POCIS stainless steel holders were constructed by Nodosafer (Pontevedra, Spain) with 70 mm external diameter and 40 mm internal diameter. Before POCIS assembly, stainless steel material was washed with soap, Milli-Q water, and methanol. PES membranes were sonicated in methanol and PDMS elastomer in ethyl acetate three times each one (10 min each time) in an ultrasonic bath and dried at room temperature. The HLB sorbent was obtained from Oasis HLB 12 cc cartridges. Oasis HLB cartridges were conditioned with 20 mL of methanol and dried under nitrogen stream before being dismantled. POCIS was assembled enclosing 100 mg of HLB sorbent between two PES membranes. The sandwich was sealed with two stainless steel rings and bolted with three stainless steel screws [13].

Pieces of 50 cm of PDMS were cut and rolled around one stainless steel ring. POCIS devices and PDMS were placed in stainless steel cages with holes that let water run through and protect them against potential damages on the sampling points.

Sampling and deployment of passive samplers

Mussel (Mytilus galloprovincialis) samples were collected on the Atlantic estuaries Ría de Arousa (coded A1-A3) and Ría de Vigo (coded V1-V3) located in the northern coast of Spain in 2019 (Figure S1). Mussels were homogenized and freeze-dried in amber glass bottles by the Galician Technological Institute for the Monitoring of the Marine Environment (INTECMAR) and sent to the University of Santiago de Compostela for analysis.

Steel canisters with the passive samplers were placed in 3 locations in rivers (coded R1-R3) and 4 locations in the estuary Ría de Arousa (coded S1-S4) from Galicia (northwest of Spain) during 2019 (Figure S1) for 1 and 2 weeks, respectively.

Sample treatment

Passive samplers’ desorption

At the end of the sampling period, passive samplers were collected and transported to the lab. After reception, POCIS and PDMS were cleaned with abundant Milli-Q water, wrapped in aluminum foil, and stored at − 20 °C until desorption.

POCIS were disassembled and particles of HLB sorbent were transferred into an empty SPE cartridge and packed between two frits. Compounds adsorbed in the POCIS sorbent were eluted by gravity using 10 mL of methanol [13].

PDMS desorption was carried out with 15 mL of ethyl acetate in a vial by shaking at 175 rpm for 60 min using an orbital shaker supplied by Science Basic Solutions (SBS) (Rubí, Spain) [37].

▶ _Extracted entries_
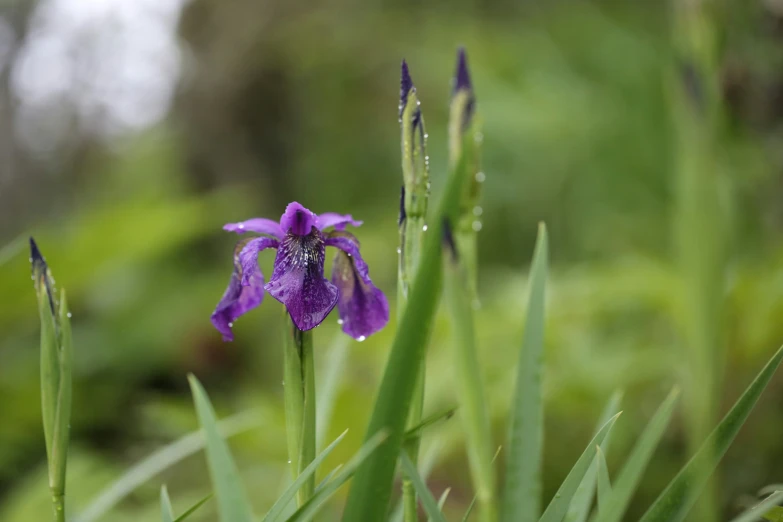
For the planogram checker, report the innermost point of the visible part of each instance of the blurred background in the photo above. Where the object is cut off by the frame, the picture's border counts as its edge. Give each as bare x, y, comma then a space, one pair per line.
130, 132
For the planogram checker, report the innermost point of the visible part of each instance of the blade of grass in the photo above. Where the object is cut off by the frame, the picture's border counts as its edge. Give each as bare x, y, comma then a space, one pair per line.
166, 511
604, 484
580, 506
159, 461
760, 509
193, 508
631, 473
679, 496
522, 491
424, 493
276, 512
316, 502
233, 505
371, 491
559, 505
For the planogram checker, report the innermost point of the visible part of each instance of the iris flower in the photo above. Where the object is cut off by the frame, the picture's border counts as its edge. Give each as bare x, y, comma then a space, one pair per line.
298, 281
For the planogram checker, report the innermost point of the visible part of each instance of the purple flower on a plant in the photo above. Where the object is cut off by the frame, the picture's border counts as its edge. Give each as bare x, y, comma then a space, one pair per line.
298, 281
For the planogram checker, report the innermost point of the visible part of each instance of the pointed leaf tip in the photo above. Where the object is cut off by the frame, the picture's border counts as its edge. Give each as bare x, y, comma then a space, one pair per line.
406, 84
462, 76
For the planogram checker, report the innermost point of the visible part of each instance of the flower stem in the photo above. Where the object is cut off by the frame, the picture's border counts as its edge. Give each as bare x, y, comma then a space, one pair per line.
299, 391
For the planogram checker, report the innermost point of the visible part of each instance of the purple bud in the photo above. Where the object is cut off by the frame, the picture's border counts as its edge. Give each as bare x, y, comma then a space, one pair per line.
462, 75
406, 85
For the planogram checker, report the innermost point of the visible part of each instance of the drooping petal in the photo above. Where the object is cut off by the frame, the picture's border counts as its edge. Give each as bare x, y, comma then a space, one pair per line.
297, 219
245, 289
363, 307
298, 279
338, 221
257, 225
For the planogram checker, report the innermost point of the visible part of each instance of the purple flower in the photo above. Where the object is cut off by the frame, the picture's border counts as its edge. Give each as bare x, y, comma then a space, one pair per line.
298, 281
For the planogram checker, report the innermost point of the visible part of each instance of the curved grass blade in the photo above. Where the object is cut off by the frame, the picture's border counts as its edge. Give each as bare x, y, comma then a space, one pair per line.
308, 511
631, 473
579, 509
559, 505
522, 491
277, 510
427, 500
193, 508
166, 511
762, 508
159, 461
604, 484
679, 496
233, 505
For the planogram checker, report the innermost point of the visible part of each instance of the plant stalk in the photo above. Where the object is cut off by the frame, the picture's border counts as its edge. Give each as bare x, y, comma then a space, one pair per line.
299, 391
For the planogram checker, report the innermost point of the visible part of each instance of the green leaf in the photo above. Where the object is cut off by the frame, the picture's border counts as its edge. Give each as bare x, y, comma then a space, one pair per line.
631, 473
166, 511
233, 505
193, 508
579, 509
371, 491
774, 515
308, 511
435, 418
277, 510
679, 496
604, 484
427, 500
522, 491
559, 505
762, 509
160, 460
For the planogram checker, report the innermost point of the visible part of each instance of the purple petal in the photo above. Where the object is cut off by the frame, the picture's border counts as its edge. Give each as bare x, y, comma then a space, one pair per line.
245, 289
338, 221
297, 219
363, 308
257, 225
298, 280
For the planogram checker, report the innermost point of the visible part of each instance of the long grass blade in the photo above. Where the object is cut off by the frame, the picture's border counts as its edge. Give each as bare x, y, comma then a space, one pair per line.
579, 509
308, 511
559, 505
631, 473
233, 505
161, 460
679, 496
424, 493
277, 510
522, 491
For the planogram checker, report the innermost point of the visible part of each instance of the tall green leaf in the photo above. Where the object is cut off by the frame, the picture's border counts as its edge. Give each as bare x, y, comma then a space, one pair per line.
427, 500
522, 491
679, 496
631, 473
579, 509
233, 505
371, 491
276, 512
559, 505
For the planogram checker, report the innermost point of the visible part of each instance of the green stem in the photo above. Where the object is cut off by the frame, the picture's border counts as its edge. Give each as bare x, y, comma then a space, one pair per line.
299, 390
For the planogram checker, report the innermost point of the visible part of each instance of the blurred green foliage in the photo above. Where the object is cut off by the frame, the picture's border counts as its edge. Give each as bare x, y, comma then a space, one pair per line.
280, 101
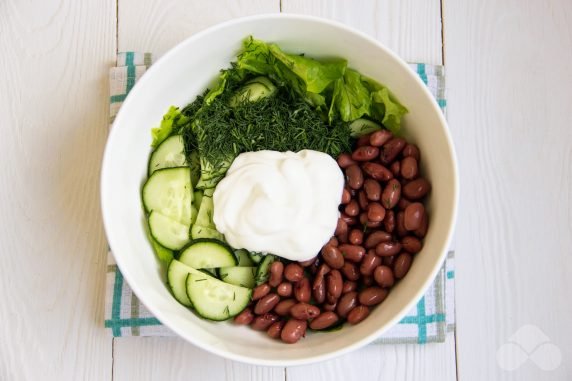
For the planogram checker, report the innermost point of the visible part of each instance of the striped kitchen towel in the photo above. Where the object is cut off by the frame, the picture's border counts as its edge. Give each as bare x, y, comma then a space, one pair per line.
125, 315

...

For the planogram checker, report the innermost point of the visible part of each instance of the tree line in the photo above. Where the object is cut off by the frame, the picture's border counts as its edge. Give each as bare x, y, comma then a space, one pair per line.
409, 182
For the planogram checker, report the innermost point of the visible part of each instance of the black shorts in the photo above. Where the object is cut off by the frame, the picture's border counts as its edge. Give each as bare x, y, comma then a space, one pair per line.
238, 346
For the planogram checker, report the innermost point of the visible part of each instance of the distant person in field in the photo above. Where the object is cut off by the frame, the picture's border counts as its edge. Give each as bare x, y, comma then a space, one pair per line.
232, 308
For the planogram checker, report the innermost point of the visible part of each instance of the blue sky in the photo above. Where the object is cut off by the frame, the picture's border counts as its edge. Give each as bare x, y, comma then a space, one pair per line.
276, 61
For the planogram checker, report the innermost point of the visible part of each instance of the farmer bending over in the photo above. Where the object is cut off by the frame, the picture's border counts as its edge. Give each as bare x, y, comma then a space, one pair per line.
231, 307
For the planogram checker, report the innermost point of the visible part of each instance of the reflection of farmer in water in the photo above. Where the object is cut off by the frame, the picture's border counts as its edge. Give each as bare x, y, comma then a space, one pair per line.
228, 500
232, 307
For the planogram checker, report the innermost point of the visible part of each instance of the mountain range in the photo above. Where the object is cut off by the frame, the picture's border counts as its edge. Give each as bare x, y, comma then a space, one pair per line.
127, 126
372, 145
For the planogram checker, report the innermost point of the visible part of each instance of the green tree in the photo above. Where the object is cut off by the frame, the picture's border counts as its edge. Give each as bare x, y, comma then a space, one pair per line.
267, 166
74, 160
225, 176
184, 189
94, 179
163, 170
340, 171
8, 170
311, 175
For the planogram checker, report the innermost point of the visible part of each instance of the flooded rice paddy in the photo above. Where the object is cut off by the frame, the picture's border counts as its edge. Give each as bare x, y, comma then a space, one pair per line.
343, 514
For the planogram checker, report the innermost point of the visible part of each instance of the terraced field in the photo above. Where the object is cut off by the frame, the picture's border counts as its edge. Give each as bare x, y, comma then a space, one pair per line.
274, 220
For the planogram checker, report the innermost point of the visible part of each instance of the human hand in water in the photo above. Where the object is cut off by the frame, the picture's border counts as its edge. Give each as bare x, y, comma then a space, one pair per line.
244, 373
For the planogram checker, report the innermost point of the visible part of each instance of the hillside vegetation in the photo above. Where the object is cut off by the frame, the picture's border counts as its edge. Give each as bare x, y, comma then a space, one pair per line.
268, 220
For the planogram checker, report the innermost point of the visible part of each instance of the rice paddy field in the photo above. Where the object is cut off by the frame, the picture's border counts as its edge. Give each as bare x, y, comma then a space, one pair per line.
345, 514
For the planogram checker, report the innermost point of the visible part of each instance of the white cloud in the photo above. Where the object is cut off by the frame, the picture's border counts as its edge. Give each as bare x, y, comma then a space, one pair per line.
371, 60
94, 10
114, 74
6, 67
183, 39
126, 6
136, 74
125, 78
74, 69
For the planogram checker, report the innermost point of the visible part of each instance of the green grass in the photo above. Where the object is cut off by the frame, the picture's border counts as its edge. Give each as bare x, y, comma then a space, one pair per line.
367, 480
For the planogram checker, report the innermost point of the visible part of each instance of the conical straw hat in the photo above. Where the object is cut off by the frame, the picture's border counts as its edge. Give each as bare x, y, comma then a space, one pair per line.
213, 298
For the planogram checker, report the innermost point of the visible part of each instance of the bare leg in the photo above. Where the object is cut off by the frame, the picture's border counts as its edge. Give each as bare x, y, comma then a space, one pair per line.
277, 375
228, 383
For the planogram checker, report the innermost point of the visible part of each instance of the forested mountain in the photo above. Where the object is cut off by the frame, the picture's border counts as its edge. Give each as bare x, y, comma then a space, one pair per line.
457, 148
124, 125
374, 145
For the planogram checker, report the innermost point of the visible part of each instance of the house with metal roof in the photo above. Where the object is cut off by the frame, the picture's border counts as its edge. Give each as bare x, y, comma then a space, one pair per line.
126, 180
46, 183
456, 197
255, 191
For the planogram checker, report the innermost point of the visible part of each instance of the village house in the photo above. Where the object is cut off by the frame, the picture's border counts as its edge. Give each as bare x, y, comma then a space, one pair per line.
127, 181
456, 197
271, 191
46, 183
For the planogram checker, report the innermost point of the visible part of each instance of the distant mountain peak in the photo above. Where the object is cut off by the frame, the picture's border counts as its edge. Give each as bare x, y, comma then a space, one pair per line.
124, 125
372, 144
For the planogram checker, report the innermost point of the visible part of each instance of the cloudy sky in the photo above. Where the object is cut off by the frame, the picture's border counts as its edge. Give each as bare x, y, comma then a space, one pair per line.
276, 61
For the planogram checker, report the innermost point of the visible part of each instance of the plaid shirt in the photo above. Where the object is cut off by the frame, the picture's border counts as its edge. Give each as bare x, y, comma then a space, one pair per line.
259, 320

---

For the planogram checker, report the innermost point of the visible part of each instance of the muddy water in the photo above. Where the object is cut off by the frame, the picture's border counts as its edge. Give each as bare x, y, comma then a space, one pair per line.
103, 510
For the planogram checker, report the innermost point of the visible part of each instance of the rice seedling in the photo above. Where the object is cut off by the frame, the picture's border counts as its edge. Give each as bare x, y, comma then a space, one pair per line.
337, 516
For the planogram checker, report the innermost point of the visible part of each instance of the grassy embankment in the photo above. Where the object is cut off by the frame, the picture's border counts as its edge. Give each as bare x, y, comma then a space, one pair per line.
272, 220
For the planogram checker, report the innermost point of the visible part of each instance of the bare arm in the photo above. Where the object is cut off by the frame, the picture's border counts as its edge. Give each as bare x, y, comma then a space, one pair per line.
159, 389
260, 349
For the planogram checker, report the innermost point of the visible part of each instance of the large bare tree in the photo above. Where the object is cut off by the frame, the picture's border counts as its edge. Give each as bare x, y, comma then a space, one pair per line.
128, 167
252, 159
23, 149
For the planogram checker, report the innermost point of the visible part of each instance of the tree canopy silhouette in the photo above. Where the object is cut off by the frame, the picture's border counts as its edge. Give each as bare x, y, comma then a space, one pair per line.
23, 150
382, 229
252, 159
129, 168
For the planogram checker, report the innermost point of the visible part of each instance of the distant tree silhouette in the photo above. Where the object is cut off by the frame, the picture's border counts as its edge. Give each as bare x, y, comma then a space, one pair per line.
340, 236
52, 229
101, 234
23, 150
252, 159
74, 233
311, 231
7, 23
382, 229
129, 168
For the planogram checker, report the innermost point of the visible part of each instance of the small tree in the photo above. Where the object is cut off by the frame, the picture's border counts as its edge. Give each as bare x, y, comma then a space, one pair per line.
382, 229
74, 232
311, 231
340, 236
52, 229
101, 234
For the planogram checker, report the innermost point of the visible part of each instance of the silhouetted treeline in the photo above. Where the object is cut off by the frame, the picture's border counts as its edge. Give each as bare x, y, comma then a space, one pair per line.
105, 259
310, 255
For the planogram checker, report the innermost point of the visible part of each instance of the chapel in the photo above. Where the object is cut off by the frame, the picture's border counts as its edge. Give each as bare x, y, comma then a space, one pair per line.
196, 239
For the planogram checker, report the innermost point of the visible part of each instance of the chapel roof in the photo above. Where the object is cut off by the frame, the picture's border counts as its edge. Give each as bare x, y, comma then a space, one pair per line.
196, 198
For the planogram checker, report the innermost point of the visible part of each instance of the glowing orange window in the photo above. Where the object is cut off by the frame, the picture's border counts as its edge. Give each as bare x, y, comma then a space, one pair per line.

▶ _List of tasks_
• A. According to the passive sampler methods passage, why were the POCIS devices and PDMS put in stainless steel cages with holes? Answer in one to three sentences.
• B. Pick up the passive sampler methods passage after its last sentence and continue it.
The listing is unrelated to the passive sampler methods passage.

▶ _Solved problems_
• A. The cages had holes so that water could run through them to the samplers. The cages also protected the devices from potential damage at the sampling points.

• B.
POCIS and PDMS extracts were concentrated to ca. 0.5 mL in a Turbovap II concentrator (Zymark, Hopkinton, MA), then evaporated to dryness under a purified nitrogen stream and finally reconstituted in 500 µL and 1000 µL of ethyl acetate, respectively. An aliquot of 75 µL of each extract was derivatized with 25% of MSTFA by heating in the oven for 60 min at 65 °C [38].

With each set of samples, procedural blanks of POCIS and PDMS were performed and submitted to the corresponding protocols.

Mussel sample extraction

Freeze-dried mussel samples were processed using two different matrix solid-phase dispersion (MSPD) methods, as to cover analytes with different properties. In the first one (method A), based on [39], 0.5 g of freeze-dried mussel sample was mixed into a glass mortar with 0.5 g of PSA. The homogenized mixture was transferred into a cartridge containing different cleanup sorbents (0.5 g of silica followed by 1.75 g of acidified silica (10% (w/w) H2SO4) and 1.75 g of Florisil (deactivated with 5% (w/w) H20). Analytes were eluted with 10 mL of dichloromethane. The eluate was concentrated to dryness under a nitrogen stream and reconstituted in 200 µL of isooctane.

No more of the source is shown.